(TASK INSTRUCTIONS):
**A.** In the column on the US election and China, rewrite the paragraph that begins "In his losing 2012 presidential bid" as a short bulleted list that keeps its main facts.
**B.** Please write a continuation of the column on the US election and China, starting after its final paragraph.

(EXCERPT TO READ):
+--
By Keith B. Richburg, May 13, 2015
Watching the US presidential election unfolding from the vantage point of Asia can at times seem a little disheartening. There’s very little discussion among the candidates and potential candidates of the real challenges facing America here in the Pacific, just bombast and sound bites. And this, despite the fact that China’s rise, and its new assertiveness in the South China Sea, is arguably the most important foreign policy challenge the next president will face.
I see some of that reticence on display in the debate over the Trans-Pacific Partnership, where the discussion is all about the impact on American workers and Obama’s supposed executive overreach, but not a single word said about America’s important “pivot” to Asia and the need to counter China’s growing economic clout, including Beijing’s new Asian Infrastructure Development Bank, or AIIB.
This dearth of real debate on the US campaign trail was the topic of my most recent piece in The Edge Review, Asia’s premier online magazine covering Southeast Asia. Here’s my column from The Edge, and I urge you to have a look at the entire magazine by downloading the app.
A defeaning silence on China
©The Edge Review 2015
In recent days the 2016 US presidential election contest has begun to take clearer shape, some 18 months before the vote. Each day, it seems, brings a fresh announcement from the latest contender or pretender hoping to succeed Barack
Obama in the White House.
Surprisingly, foreign affairs and national security issues appear to be moving to the forefront, with several pundits openly predicting 2016 will be a “foreign-
policy election”. Obama’s nuclear deal with Iran, his opening to Cuba, the rise of the so-called Islamic State (IS), the civil war in Syria and the fear of a revanchist Russia are all likely to be debated and dissected on the campaign trail.
But the next administration’s biggest foreign policy challenge is unlikely even to warrant a mention from the would-be presidents: how to deal with a rising China and the threat that it poses to Southeast Asia.
Sadly, the silence is not really surprising. The US-China relationship is hugely complex, not easily summarized for bumper stickers and catchy TV sound bites.
In his losing 2012 presidential bid, Republican candidate Mitt Romney tried the “get tough on China” tack, repeatedly threatening that he would label China a “currency manipulator” on his first day in office. His repeated attacks on China for “cheating” and “selling counterfeit goods” so rattled Beijing that he was forced to dial back to a more tempered tone.
+--
(DATA LINES):
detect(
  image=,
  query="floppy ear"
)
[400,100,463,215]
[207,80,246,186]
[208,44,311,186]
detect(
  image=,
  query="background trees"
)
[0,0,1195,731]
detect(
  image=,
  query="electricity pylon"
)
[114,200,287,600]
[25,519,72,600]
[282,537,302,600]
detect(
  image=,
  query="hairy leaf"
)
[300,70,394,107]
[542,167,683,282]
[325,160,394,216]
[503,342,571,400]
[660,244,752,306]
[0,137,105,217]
+--
(IN RESPONSE):
**A.**
- Mitt Romney, the Republican who lost the 2012 presidential race, took a "get tough on China" approach.
- He repeatedly threatened to label China a "currency manipulator" on his first day in office.
- He attacked China for "cheating" and "selling counterfeit goods."
- Beijing was so rattled that he had to dial back to a more tempered tone.

**B.**
Obama was generally more measured. But he mainly used China as a foil to speak of America’s own failings – for example, describing how Chinese students were outscoring their US counterparts on international tests as a way to exhort taxpayers to spend more on public education.
This time around, China ought to feature more prominently as an issue.
A few foreign affairs analysts such as Fareed Zakaria have rightly noted that future global stability does not hinge on whether the Houthis seize power in Yemen or if the Iraqi army can retake Mosul. The motley rebels advancing on Damascus might overthrow Bashir al-Assad, but then Syria will become another failed state like Libya or Somalia and the world will grind on.
What does matter is whether China under President Xi Jinping rises peacefully as a superpower, adopting the accepted rules and norms of the international
system, or whether it rises belligerently and aggressively, unilaterally seizing territory it claims as historically its own.
There are troubling signs from the South China Sea that Beijing’s leaders are adopting the latter approach. China has been reclaiming land on some isolated island reefs and building airstrips that could allow its military to install missile batteries, resupply its fleet and perhaps declare an Air Defence Identification Zone (ADIZ) over the entire area. This has raised alarms within ASEAN, particularly among the rival territorial claimants, Vietnam and the Philippines.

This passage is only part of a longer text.